**PROVIDED ENTRIES**:
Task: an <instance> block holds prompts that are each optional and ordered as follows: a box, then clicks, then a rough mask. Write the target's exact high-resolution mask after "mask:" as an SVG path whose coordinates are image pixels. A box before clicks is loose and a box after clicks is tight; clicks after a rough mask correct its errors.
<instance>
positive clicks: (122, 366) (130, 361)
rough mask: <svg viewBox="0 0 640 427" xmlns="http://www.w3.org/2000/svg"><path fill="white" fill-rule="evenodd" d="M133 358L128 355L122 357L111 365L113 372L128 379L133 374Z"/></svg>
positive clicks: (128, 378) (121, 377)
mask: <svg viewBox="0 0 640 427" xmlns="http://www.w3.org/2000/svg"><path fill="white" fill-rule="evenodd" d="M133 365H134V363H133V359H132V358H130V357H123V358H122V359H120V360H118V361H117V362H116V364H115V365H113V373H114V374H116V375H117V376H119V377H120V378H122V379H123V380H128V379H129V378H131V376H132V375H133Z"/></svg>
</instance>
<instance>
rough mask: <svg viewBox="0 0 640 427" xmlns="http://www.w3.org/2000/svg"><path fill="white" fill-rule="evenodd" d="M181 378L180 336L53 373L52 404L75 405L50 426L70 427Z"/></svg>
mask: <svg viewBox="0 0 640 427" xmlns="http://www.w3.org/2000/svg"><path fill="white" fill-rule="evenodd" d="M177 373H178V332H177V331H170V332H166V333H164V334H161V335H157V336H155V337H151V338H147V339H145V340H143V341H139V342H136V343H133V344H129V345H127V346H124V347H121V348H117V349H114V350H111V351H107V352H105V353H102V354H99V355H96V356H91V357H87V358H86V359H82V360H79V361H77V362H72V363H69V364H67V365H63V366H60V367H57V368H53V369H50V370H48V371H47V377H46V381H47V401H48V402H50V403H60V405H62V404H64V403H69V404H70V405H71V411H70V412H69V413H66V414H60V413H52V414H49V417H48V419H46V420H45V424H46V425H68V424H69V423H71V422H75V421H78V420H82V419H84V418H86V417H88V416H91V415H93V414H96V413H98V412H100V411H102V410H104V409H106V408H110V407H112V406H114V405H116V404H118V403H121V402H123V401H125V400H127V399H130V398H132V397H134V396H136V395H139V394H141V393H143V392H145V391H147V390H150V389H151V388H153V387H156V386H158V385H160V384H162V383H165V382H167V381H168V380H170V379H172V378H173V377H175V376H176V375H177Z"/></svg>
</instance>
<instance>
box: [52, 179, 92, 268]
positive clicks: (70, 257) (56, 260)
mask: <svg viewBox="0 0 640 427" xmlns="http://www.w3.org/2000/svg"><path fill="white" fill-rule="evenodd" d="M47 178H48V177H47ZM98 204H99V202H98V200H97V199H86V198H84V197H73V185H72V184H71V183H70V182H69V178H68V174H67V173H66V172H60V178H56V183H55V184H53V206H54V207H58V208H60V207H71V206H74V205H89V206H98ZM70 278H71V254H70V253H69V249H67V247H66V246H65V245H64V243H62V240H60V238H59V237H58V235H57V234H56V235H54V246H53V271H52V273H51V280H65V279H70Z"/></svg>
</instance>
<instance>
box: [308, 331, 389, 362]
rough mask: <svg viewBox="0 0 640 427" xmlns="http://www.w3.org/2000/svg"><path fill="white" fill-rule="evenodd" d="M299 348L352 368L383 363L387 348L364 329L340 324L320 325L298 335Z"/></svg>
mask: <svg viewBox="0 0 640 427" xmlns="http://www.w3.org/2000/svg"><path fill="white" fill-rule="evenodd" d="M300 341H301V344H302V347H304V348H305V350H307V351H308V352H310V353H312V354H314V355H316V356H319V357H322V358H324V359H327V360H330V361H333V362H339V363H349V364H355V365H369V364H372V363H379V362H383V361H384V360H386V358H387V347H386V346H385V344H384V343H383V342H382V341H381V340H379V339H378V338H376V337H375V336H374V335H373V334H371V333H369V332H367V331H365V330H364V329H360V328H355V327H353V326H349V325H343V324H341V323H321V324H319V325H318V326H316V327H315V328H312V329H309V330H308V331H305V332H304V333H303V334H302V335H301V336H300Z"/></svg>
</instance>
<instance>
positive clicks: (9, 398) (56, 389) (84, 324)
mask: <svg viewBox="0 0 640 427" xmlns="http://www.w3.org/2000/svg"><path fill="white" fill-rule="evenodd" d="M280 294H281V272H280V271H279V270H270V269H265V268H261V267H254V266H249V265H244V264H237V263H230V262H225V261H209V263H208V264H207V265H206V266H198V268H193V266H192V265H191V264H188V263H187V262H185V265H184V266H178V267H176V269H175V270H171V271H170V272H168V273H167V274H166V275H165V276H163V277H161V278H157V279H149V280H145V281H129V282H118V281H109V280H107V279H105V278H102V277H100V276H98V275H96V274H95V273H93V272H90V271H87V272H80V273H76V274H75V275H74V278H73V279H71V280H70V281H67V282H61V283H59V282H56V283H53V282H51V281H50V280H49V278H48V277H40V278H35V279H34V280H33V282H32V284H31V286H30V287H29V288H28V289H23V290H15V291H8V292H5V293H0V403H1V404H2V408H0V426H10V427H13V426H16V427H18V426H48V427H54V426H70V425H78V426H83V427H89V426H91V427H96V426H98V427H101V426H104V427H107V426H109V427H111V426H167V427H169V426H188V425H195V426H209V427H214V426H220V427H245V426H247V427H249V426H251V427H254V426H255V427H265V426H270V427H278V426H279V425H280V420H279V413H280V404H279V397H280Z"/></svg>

**GOAL OF THE EXERCISE**: Your answer must be the lines from the first line of the records through the line containing "positive clicks: (122, 366) (130, 361)", copied exactly.

**SOLUTION**:
Task: an <instance> block holds prompts that are each optional and ordered as follows: a box, then clicks, then a rough mask. Write the target's exact high-resolution mask after "mask:" as an SVG path whose coordinates are image pixels. A box before clicks is loose and a box after clicks is tight; clicks after a rough mask correct its errors.
<instance>
positive clicks: (122, 366) (130, 361)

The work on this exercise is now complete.